▸ **TASKS TO COMPLETE**
**a.** In the passage on shale oil, how did Mr Einhorn describe the sector in 2015?
**b.** Carry on the passage on shale oil from where it stops.

▸ **TEXT SECTION**
------------------------------------

It was a bit unfair on Pioneer — then, as now, considered one of the patch’s best-managed companies. But the depiction of the sector at large hit home.
Shale’s distinctive feature is its need for constant infusions of investor cash to stay alive. Production from a typical shale well spurts relatively prolifically in the initial stages, then plunges lower, then trickles for years. So keeping annual output level — let alone achieving the spectacular growth rates of recent years — means thousands of wells must be drilled and hydraulically fractured, or fracked, each year.
Worse still, the hamster-wheel nature of the model means that unless producers can keep a certain level of activity ticking over, output will tail off quickly — and so will cash flow. Producers can slash spending to preserve capital, even generating free cash flow for a time. But less capex now will mean less oil soon.
As Mr Einhorn said in 2015, the sector was “addicted to frack”.
Occidental Petroleum, for example, has made huge spending cuts this year — part of an effort to repair a balance sheet still groaning under debt taken on during last year’s Anadarko acquisition. But it means oil production will fall sharply in the next two quarters.
This is also why analysts are sceptical about the latest pledges from shale producers to mend their ways. Many promised the same after the crash in 2015-16, when spending also plunged. But, as oil prices rose, their need to generate cash flow to feed the next cycle of drilling trumped all promises of restraint. Production soared but profits did not.

------------------------------------

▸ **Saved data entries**
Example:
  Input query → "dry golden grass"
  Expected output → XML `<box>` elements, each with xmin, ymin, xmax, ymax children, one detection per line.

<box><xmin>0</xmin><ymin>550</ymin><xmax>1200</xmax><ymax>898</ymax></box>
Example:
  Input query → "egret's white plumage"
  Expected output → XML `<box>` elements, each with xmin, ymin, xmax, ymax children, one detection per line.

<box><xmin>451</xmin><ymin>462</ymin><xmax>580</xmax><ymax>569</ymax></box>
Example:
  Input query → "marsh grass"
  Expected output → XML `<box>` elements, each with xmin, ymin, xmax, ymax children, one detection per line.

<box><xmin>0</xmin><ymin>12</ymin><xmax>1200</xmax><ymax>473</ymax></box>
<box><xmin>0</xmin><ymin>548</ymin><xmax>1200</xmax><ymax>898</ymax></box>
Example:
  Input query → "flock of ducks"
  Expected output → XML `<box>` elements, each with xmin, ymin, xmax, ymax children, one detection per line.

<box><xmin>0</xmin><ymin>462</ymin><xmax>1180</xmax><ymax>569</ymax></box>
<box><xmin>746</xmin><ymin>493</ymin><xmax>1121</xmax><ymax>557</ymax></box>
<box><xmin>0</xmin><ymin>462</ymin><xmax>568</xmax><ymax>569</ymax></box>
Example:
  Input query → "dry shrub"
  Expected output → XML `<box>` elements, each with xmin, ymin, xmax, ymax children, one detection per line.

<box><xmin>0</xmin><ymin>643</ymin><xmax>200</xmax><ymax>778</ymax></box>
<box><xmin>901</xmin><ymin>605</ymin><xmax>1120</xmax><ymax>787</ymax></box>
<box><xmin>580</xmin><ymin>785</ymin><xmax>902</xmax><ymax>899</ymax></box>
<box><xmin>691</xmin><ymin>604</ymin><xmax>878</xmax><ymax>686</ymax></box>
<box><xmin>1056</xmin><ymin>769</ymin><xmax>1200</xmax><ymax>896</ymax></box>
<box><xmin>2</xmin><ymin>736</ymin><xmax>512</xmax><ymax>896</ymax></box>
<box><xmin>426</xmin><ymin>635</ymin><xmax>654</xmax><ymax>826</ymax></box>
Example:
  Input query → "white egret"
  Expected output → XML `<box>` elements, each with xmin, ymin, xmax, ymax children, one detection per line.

------------------------------------

▸ **TASK-BY-TASK ANSWERS**
**a.** He said the sector was "addicted to frack."

**b.**
“We’ve been through this so many times,” said Chris Duncan, an analyst at Brandes Investment Partners, in San Diego. “I don’t think anything has changed.”
US drilling activity fell slightly to another record low this week, but at $40 a barrel some shale producers have already decided the worst is over.
One private-equity backed producer in the Permian told the FT that his company had resumed drilling at the same pace as before the crash. His publicly traded rivals nearby — run by some of those executives who were most vocal lately in disavowing new growth — could do the same, he said, “but aren’t allowed to because the investor community is just so sceptical”.
It is likely to remain so, until the shale patch shows it can produce shareholder returns with the same gusto as oil.